##### Excerpted passage
Brown died after an attempted traffic stop in Spring Hill around 12:30 a.m. May 8. A DeLand police cruiser driven by Officer James Harris ran over Marlon Brown after Brown jumped from his car and was crossing a vacant lot on foot.
The state commission’s decision came in a Jan. 27 letter from Medical Examiners Commission Staff Director Margaret A. Edwards. The letter was sent to Brown family attorney Benjamin Crump. After Crump and the Brown family filed complaints about inaccuracies in the ME report, the Florida Department of Law Enforcement asked the Medical Examiners Commission to look into it.
Marlon Brown’s former wife, Krystal Brown, is not satisfied with the commission’s response. She notes that video from the police car's dashboard camera clearly shows Marlon Brown being struck, then run over by the police car.
Dr. Russell S. Vega, a member of the Medical Examiners Commission, reviewed the case.
##########
**Work task A**
In the news excerpt about Marlon Brown, who wrote the Jan. 27 letter that conveyed the state commission's decision?
**Work task B**
Pick up the news excerpt about Marlon Brown at the point where it stops, and continue it.
##### Data provided
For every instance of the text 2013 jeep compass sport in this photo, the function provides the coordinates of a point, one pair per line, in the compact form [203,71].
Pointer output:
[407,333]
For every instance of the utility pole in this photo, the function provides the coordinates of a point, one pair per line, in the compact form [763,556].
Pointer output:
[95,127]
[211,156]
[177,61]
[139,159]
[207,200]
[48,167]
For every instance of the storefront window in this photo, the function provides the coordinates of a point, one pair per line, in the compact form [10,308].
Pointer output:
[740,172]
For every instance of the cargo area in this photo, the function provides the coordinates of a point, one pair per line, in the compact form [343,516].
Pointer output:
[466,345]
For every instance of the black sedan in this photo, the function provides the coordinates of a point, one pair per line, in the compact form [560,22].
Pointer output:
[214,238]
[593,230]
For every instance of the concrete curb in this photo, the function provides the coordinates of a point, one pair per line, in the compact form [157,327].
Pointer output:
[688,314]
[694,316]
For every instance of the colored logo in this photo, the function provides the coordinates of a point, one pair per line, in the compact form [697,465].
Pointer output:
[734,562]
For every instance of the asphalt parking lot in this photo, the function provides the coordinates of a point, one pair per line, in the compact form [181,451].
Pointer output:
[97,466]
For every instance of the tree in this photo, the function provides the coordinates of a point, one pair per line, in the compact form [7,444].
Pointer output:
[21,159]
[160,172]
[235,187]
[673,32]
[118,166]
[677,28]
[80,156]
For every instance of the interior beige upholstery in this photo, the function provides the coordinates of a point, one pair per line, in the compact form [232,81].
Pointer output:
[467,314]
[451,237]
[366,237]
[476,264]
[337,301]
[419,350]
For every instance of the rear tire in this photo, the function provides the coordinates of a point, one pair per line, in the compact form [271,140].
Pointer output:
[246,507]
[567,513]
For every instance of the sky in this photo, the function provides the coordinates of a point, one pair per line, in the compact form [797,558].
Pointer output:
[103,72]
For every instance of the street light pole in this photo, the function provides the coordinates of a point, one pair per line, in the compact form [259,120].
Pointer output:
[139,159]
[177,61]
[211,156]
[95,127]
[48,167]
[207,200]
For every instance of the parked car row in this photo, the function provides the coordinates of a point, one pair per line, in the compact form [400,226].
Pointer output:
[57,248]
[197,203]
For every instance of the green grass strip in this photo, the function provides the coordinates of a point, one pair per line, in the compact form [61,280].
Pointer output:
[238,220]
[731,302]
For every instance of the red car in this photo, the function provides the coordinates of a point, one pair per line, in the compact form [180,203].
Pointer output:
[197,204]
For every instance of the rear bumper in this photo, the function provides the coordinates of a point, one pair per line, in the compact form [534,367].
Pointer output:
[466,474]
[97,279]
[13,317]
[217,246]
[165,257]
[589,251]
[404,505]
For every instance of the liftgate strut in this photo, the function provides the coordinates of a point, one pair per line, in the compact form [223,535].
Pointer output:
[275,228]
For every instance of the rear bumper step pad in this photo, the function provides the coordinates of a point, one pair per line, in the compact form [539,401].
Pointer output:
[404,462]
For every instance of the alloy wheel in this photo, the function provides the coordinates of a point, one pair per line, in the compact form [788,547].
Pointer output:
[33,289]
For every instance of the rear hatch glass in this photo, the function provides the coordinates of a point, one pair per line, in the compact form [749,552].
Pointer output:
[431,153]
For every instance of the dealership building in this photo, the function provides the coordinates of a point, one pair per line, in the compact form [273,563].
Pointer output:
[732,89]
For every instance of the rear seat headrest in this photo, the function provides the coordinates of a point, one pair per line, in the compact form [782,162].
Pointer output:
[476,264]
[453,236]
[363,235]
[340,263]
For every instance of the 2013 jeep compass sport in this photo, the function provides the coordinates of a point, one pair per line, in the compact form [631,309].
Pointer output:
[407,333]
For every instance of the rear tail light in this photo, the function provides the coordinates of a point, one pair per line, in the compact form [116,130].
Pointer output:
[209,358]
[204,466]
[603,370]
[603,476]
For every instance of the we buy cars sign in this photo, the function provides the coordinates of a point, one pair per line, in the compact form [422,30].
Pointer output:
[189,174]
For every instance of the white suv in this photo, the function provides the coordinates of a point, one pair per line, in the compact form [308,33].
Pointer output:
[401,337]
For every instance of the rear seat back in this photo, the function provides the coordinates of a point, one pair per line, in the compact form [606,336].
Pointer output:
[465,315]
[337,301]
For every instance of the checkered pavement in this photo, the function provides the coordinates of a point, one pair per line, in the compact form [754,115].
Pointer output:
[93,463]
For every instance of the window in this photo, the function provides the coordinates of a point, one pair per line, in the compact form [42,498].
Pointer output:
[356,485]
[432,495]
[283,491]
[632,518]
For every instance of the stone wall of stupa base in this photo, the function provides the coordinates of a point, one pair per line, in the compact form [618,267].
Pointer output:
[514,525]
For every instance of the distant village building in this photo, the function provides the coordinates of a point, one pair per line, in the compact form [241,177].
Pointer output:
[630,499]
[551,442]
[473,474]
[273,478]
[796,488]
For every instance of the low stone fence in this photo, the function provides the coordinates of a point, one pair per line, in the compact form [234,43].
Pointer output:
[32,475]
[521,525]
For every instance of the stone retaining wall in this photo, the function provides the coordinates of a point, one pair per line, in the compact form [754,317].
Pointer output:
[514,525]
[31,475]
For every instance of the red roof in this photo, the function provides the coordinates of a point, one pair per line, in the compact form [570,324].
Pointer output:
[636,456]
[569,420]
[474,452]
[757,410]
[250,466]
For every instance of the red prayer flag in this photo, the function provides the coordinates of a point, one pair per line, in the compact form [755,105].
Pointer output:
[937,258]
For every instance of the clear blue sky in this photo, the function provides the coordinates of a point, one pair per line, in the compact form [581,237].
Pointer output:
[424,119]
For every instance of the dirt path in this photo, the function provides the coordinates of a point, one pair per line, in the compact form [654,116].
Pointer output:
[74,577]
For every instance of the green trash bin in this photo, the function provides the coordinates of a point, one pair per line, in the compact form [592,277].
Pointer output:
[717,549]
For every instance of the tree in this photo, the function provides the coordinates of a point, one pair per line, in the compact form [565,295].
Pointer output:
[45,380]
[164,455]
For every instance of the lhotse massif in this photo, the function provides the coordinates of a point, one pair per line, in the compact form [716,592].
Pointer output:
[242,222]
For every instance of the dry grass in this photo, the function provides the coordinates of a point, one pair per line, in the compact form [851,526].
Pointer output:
##########
**Exercise output A**
Margaret A. Edwards, staff director of the Medical Examiners Commission.

**Exercise output B**
"... [I]t is clear that the entire course of the investigation by the Volusia County Medical Examiner's Office is thoroughly documented, and that the investigation was meticulous and complete,” he wrote in a memo to the commission.
Vega also reviewed the dash-camera videotape, and concluded that Dr. Herrmann's statement — "There is no evidence that he was struck by the vehicle" — was an attempt to distinguish between what happened, and a different scenario in which Brown had been struck while upright, thrown to the ground, and then suffered blunt-impact injuries, and was "then" [italics and bolding are Vega's] run over and compressed by the vehicle.
Vega backed up Herrmann's determination that Marlon Brown died as a result of suffocation from the weight of the vehicle on top of him, not from being struck by the patrol car.
The video shows Marlon Brown running across an uneven vacant lot, slipping, and turning to look at the cruiser bearing down on him as he tries to get up. His face is visible above the cruiser's hood, then a thump is heard.
DeLand Police Chief Bill Ridgway fired Harris after watching the video.
Vega found Herrmann's reasoning "reasonable," he said, and found no evidence that she "materially misrepresented any data that informed her opinions."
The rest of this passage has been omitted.